Zitierter Text =>

- Großer Erzähler des 20. Jahrhunderts: Am Montag 30. Oktober kommt György Konrád in die Zentralbibliothek
Die Literaturtage 2006 der Stadtbibliothek sind am Montag
eröffnet worden. In den kommenden Wochen bis 1. November folgen eine Reihe von
Lesungen. So etwa, passend zur Frankfurter Buchmesse mit ihrem Schwerpunktland
Indien, am Mittwoch, 11. Oktober, eine Lesung mit neuer indischer Literatur.
Babara Frey liest Ausschnitte aus Namita Gokhales Roman Shakuntala, und aus
Erzählungen von Paul Zachariah, von dem 2004 in Deutsch eine Erzählsammlung
unter dem Titel »Baskhara Pattelar und andere Geschichten erschienen ist. Am
16. Oktober dann geht es weiter in der Stadtteilbibliothek Dornberg mit einer
Lesung mit Felicitas Hoppe, der »Handwerkerin des Rätselhaften«. Herausragend
ist sicher die Lesung mit György Konrád am 30. Oktober
Das Programm
Mittwoch 11. Oktober 20 Uhr, Zentralbibliothek
Neue indische Literatur:
Namita Gokhale und Paul Zachariah
Montag 16. Oktober 20 Uhr, Stadtteilbibliothek Dornberg,
Wellensiek 110
Felicitas Hoppe
Wie geht man mit einer Figur
um, die jeder zu kennen glaubt, und über die auch in der Kunst längst alles
gesagt scheint? In einer Zeit, in der zwar viel erzählt aber nichts gehört
wird, bleibt Johanna eine Provokation. Dies ist ein Buch, das davon handelt,
wie man Geschichte macht, wenn man erzählt. Auf den Gang der Geschichte
antwortet diese »Johanna« mit der Passion der Literatur, auf die Passion der
Johanna mit einem Gespräch über unsere eigene Angst. Felicitas Hoppe verzichtet
auf die Rekonstruktion der Biographie. Stattdessen erzählt sie mit historischer
Genauigkeit und poetischer Intensität einen Traum von der Wirklichkeit denn
was sind Bücher gegen die Welt?

Datensatzabschnitt =>
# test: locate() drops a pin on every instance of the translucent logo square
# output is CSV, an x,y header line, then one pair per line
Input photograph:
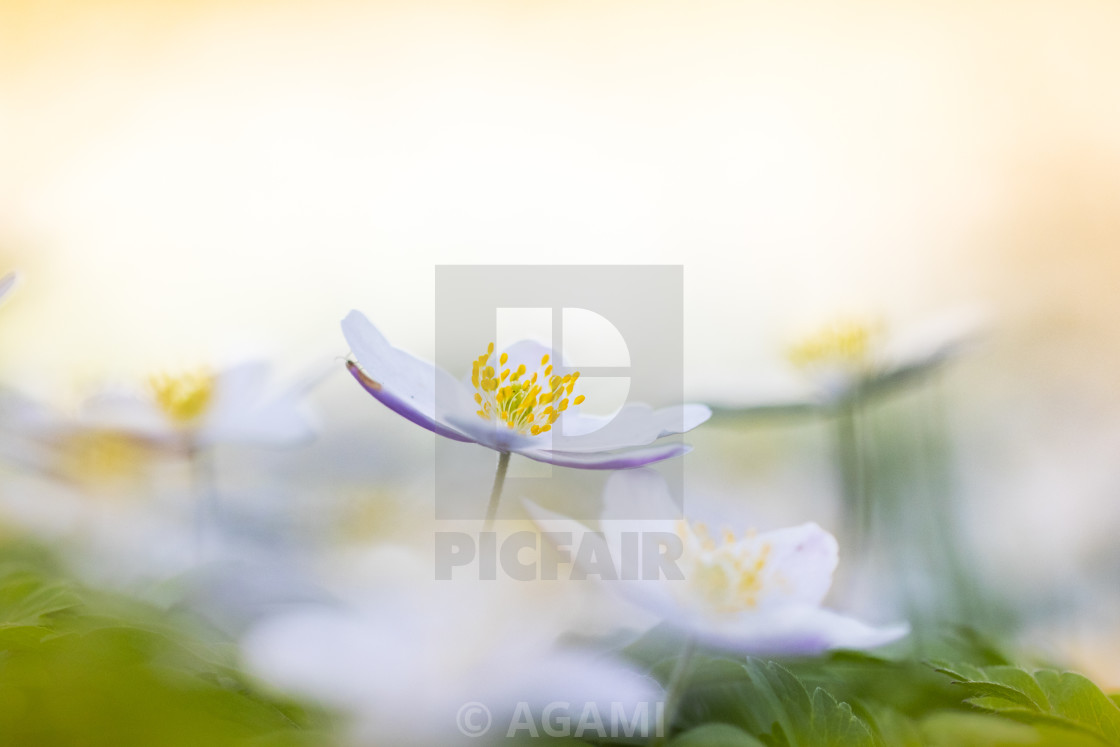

Arbeitsanweisungen =>
1) Übertragen Sie den Satz „Felicitas Hoppe verzichtet auf die Rekonstruktion der Biographie.“ aus der Ankündigung der Literaturtage ins Englische.
2) Führen Sie die Ankündigung der Literaturtage im Anschluss an ihren letzten Satz weiter.

Lösungen in Reihenfolge =>
1) Felicitas Hoppe dispenses with reconstructing the biography.

2)
Felicitas Hoppe, geboren 1960
in Hameln, gilt als »Handwerkerin des Rätselhaften«. 1996 erschien ihr Debüt
»Picknick der Friseure«, nach einer Weltreise auf einem Frachtschiff folgte der
Roman »Pigafetta« und 2004 »Verbrecher und Versage«. Sie wurde mit zahlreichen
Preisen ausgezeichnet, unter anderem mit dem Aspekte-Literaturpreis.
Donnerstag, 19.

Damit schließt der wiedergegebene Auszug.